(Available records begins)
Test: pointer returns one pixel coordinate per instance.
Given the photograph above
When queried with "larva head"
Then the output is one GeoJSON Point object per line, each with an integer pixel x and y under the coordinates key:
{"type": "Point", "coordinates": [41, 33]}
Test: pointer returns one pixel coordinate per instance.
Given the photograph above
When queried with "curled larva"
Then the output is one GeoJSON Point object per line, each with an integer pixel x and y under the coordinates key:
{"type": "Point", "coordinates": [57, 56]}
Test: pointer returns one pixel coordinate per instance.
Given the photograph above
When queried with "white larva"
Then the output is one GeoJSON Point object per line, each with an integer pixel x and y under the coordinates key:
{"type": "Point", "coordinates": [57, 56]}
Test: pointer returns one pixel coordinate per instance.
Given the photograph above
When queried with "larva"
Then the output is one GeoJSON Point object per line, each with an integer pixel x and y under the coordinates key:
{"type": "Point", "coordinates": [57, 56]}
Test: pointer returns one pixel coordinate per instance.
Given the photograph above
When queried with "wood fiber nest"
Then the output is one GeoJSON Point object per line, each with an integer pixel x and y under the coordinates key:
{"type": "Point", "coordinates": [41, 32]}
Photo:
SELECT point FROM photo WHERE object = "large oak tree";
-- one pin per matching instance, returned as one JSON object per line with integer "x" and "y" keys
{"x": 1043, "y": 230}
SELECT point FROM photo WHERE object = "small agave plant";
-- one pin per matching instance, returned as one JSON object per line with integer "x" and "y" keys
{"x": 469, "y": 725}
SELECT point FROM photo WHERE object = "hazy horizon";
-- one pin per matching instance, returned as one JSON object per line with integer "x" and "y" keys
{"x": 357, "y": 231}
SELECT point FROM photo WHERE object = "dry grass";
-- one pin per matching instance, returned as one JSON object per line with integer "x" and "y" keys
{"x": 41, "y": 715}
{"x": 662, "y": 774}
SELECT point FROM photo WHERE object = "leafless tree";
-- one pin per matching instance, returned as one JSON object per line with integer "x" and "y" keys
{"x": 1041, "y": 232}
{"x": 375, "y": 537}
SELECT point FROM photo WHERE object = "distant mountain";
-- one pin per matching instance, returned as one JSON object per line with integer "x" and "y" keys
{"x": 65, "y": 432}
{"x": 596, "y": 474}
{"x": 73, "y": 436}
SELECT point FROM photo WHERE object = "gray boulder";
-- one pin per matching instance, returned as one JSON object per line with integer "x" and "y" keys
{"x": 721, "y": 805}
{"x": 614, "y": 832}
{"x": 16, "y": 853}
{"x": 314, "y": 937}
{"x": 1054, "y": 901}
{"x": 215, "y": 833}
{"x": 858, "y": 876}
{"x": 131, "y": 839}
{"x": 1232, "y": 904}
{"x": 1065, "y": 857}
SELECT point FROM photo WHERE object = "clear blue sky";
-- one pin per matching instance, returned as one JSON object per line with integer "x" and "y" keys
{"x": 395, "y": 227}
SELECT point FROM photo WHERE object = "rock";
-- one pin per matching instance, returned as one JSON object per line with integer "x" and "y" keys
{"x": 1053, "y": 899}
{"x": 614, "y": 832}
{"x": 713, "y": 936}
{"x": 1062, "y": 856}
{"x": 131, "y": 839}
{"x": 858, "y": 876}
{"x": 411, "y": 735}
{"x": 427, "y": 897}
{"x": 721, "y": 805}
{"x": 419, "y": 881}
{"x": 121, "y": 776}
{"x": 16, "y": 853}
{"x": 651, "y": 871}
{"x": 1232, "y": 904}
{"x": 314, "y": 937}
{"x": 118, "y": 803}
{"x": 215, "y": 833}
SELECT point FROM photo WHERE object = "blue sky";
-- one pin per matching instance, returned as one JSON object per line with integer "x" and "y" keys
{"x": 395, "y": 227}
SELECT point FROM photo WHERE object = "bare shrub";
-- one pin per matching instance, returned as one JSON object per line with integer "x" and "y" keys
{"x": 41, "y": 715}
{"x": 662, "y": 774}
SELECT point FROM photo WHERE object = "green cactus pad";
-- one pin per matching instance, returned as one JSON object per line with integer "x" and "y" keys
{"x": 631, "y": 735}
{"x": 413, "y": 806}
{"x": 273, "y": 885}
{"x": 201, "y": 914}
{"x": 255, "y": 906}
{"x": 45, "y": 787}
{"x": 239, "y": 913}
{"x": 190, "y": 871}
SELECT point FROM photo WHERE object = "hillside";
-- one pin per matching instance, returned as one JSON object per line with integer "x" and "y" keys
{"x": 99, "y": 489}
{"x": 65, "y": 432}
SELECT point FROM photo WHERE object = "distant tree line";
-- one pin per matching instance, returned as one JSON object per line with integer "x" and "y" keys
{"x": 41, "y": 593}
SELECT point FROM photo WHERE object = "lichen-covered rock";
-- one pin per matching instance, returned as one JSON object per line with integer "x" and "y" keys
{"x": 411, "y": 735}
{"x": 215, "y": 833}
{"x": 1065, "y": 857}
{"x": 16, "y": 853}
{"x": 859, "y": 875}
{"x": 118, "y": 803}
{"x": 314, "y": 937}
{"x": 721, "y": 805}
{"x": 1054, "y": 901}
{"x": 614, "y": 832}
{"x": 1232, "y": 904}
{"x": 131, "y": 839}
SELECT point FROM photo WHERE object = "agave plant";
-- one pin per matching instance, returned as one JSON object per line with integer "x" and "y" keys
(Available records ends)
### Problem statement
Using the data above, print every record exactly as shown.

### Exercise result
Test: pointer returns one pixel coordinate per instance.
Given the photograph above
When queried with "larva head"
Then the output is one GeoJSON Point object per line, each with an integer pixel x and y under the coordinates key:
{"type": "Point", "coordinates": [41, 33]}
Test: pointer returns one pixel coordinate per instance.
Given the photograph above
When queried with "curled larva"
Then the output is one GeoJSON Point object per line, each with an integer pixel x and y under the coordinates key:
{"type": "Point", "coordinates": [57, 56]}
Test: pointer returns one pixel coordinate per instance.
Given the photograph above
When queried with "white larva"
Then the output is one GeoJSON Point object per line, each with an integer pixel x and y under the coordinates key:
{"type": "Point", "coordinates": [57, 56]}
Test: pointer returns one pixel coordinate per instance.
Given the photograph above
When queried with "larva"
Then the output is one GeoJSON Point object per line, each with an integer pixel x and y under the coordinates key:
{"type": "Point", "coordinates": [57, 56]}
Test: pointer returns one pixel coordinate per instance.
Given the photograph above
When queried with "wood fiber nest"
Then the output is one GeoJSON Point object per line, each with an integer pixel x and y under the coordinates key:
{"type": "Point", "coordinates": [41, 32]}
Photo:
SELECT point FROM photo WHERE object = "large oak tree";
-- one pin per matching instance, returned as one JSON object per line with integer "x" and "y" keys
{"x": 1043, "y": 230}
SELECT point FROM photo WHERE object = "small agave plant";
-- one pin per matching instance, returned as one JSON object per line with integer "x" and "y" keys
{"x": 469, "y": 725}
SELECT point FROM photo WHERE object = "hazy horizon";
-- one pin per matching instance, returned as one JSON object per line with integer "x" and "y" keys
{"x": 357, "y": 231}
SELECT point FROM photo WHERE object = "dry grass";
-- one pin per matching instance, returned as one JSON object per line with integer "x" and "y" keys
{"x": 41, "y": 715}
{"x": 662, "y": 774}
SELECT point FROM photo WHERE object = "leafless tree";
-- one pin per matching instance, returned as one JSON object per line with integer "x" and "y" keys
{"x": 1041, "y": 232}
{"x": 375, "y": 537}
SELECT point FROM photo WHERE object = "distant mountain";
-- one pin per matching instance, returned as one JSON object per line with integer "x" and "y" keys
{"x": 65, "y": 432}
{"x": 596, "y": 474}
{"x": 73, "y": 436}
SELECT point FROM photo WHERE object = "gray boulder";
-- one pin per matching instance, returned as one JSON object per line with integer "x" and "y" keys
{"x": 721, "y": 805}
{"x": 614, "y": 832}
{"x": 16, "y": 853}
{"x": 314, "y": 937}
{"x": 1054, "y": 901}
{"x": 215, "y": 833}
{"x": 858, "y": 876}
{"x": 131, "y": 839}
{"x": 1232, "y": 904}
{"x": 1065, "y": 857}
SELECT point FROM photo WHERE object = "clear blue sky";
-- one pin per matching instance, returned as one JSON object per line with integer "x" and "y" keys
{"x": 395, "y": 227}
SELECT point FROM photo WHERE object = "rock";
-- one pin per matching instance, returned as one JSON object per line with integer "x" and "y" keys
{"x": 1053, "y": 899}
{"x": 614, "y": 832}
{"x": 713, "y": 936}
{"x": 1062, "y": 856}
{"x": 131, "y": 839}
{"x": 858, "y": 876}
{"x": 411, "y": 735}
{"x": 427, "y": 897}
{"x": 721, "y": 805}
{"x": 419, "y": 881}
{"x": 121, "y": 776}
{"x": 16, "y": 853}
{"x": 651, "y": 871}
{"x": 1232, "y": 904}
{"x": 314, "y": 937}
{"x": 118, "y": 803}
{"x": 215, "y": 833}
SELECT point FROM photo WHERE object = "blue sky";
-- one pin per matching instance, returned as one JSON object per line with integer "x" and "y" keys
{"x": 395, "y": 227}
SELECT point FROM photo WHERE object = "bare shrub";
-- one pin per matching instance, returned as one JSON object per line with integer "x" and "y" keys
{"x": 41, "y": 715}
{"x": 662, "y": 774}
SELECT point FROM photo WHERE object = "green cactus pad";
-- one pin per matching instance, returned as one JSON object per line with integer "x" and "y" keys
{"x": 631, "y": 735}
{"x": 413, "y": 806}
{"x": 273, "y": 885}
{"x": 201, "y": 914}
{"x": 255, "y": 906}
{"x": 45, "y": 787}
{"x": 239, "y": 913}
{"x": 190, "y": 871}
SELECT point FROM photo WHERE object = "hillside";
-- one pin per matching instance, returned as one JSON object per line with integer "x" and "y" keys
{"x": 99, "y": 489}
{"x": 65, "y": 432}
SELECT point FROM photo WHERE object = "distant tree line";
-- one pin per matching instance, returned as one JSON object per line with integer "x" and "y" keys
{"x": 41, "y": 593}
SELECT point FROM photo WHERE object = "lichen-covered rock";
-- one pin per matching instance, returned as one JSON object per line with integer "x" and "y" keys
{"x": 411, "y": 735}
{"x": 215, "y": 833}
{"x": 1065, "y": 857}
{"x": 16, "y": 853}
{"x": 859, "y": 875}
{"x": 118, "y": 803}
{"x": 314, "y": 937}
{"x": 721, "y": 805}
{"x": 1054, "y": 901}
{"x": 614, "y": 832}
{"x": 1232, "y": 904}
{"x": 131, "y": 839}
SELECT point FROM photo WHERE object = "agave plant";
-- one pin per matching instance, returned as one JSON object per line with integer "x" and "y" keys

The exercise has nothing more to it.